**Task brief:**
Find the line containing "Target: blue jeans" in the records below. Copy exactly that line and each one after it, ending at the line containing "Task: locate every instance of the wooden", and nothing more.

Items listed in a dataset:
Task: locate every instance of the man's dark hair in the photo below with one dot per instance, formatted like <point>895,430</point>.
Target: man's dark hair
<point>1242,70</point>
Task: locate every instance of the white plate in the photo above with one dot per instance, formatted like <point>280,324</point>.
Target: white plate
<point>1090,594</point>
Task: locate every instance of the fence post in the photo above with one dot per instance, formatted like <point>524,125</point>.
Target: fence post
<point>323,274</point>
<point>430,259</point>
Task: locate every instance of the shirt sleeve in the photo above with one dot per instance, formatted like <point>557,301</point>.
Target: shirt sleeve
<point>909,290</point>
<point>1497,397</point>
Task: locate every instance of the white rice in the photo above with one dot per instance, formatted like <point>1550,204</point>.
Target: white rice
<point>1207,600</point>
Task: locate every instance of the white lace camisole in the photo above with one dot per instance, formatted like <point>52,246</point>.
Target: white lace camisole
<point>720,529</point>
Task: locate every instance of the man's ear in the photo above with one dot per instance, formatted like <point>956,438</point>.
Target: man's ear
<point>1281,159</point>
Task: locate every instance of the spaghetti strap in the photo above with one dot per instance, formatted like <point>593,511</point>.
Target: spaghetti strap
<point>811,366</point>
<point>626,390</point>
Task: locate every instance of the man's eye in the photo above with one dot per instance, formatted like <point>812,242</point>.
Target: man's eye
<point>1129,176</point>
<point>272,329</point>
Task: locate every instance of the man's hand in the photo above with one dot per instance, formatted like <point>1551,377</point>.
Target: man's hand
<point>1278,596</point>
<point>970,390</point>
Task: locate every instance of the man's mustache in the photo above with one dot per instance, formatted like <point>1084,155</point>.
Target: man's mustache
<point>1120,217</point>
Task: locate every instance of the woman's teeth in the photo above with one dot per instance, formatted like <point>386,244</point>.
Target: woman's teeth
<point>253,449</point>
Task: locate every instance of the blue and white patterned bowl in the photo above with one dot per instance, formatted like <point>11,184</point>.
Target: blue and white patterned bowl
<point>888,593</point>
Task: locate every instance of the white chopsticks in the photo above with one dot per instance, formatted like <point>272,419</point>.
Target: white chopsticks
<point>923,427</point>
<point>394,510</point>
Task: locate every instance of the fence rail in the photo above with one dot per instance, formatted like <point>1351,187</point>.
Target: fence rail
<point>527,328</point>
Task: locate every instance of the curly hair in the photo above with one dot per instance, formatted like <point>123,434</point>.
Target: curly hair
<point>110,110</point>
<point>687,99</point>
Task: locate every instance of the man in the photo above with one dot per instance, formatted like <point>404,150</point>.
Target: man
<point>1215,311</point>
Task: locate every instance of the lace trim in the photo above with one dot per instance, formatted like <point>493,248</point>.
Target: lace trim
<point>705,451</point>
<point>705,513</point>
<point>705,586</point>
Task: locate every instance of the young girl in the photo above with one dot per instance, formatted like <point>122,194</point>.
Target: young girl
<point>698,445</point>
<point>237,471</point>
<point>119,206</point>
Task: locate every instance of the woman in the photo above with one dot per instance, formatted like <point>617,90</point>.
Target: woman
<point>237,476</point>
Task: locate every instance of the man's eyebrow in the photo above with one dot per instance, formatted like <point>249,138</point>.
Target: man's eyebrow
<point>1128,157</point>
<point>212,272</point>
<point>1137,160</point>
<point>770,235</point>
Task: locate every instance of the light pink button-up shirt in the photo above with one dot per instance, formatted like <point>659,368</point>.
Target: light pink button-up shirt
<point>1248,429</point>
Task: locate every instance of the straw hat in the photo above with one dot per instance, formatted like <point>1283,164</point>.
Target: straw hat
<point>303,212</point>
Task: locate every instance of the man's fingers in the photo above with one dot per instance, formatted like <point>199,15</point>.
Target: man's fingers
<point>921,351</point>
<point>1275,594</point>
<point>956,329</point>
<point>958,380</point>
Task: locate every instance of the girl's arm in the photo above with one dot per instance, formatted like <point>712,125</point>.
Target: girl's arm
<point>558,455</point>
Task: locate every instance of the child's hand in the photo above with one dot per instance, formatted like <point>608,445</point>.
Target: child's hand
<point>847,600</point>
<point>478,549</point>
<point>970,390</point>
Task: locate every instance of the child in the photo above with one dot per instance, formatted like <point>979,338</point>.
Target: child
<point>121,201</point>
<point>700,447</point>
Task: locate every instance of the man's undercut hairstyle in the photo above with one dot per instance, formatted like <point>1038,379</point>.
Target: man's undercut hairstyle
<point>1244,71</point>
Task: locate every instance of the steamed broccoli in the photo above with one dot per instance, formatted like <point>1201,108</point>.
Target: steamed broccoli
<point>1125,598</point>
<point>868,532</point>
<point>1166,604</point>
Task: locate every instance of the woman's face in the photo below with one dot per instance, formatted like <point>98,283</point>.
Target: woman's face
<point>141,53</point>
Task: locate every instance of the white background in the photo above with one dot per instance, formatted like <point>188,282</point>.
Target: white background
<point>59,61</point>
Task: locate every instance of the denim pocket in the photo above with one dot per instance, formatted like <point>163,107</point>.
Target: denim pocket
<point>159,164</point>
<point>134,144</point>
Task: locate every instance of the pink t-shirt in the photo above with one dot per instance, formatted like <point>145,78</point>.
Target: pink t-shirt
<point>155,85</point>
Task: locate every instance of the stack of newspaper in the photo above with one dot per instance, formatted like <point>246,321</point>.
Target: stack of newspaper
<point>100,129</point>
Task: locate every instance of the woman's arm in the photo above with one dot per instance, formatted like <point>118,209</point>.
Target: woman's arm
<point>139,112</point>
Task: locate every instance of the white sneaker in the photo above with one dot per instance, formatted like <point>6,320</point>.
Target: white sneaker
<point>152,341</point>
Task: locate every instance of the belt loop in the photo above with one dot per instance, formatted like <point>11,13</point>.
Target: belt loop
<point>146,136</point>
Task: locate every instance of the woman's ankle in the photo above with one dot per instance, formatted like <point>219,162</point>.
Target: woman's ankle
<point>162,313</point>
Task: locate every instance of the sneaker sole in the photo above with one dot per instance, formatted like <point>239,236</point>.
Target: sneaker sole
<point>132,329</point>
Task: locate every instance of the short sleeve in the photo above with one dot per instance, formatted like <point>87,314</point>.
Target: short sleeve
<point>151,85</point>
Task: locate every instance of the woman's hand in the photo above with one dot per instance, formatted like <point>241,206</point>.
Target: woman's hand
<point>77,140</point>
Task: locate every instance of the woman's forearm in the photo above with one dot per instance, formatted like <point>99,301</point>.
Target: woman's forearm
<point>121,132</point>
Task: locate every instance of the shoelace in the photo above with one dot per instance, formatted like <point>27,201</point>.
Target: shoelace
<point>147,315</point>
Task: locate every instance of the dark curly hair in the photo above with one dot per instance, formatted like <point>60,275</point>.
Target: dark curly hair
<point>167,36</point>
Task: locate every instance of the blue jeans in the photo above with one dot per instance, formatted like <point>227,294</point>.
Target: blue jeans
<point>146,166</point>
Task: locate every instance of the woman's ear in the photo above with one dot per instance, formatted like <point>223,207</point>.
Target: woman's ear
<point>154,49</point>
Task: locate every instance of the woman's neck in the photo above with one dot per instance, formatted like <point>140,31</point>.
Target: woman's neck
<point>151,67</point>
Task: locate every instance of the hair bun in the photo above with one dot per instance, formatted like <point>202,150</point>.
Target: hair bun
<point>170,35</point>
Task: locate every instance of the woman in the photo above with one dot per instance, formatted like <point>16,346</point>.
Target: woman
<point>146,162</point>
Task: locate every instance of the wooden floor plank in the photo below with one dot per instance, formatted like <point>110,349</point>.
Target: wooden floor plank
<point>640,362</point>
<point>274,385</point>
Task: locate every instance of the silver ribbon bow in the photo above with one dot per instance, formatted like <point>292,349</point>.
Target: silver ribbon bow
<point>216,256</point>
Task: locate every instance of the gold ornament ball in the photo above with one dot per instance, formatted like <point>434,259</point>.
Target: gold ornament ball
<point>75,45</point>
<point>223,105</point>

**Response below:**
Target: blue jeans
<point>146,166</point>
Task: locate every instance of the woman's ear in the photo above with one dot per instance, formatted like <point>223,207</point>.
Target: woman's ear
<point>154,49</point>
Task: locate every instance of the woman's neck in the photo above with one dot per instance, formatted like <point>140,31</point>.
Target: woman's neck
<point>151,67</point>
Task: locate every instance of the hair bun in the photo above with one dot per instance, formatted like <point>202,150</point>.
Target: hair bun
<point>170,35</point>
Task: locate every instance of the woman in the photo above with one dot per instance, formatted like <point>16,346</point>.
Target: woman
<point>146,162</point>
Task: locate every instance of the wooden floor plank in the photo below with one dot per instance, formatted like <point>110,349</point>.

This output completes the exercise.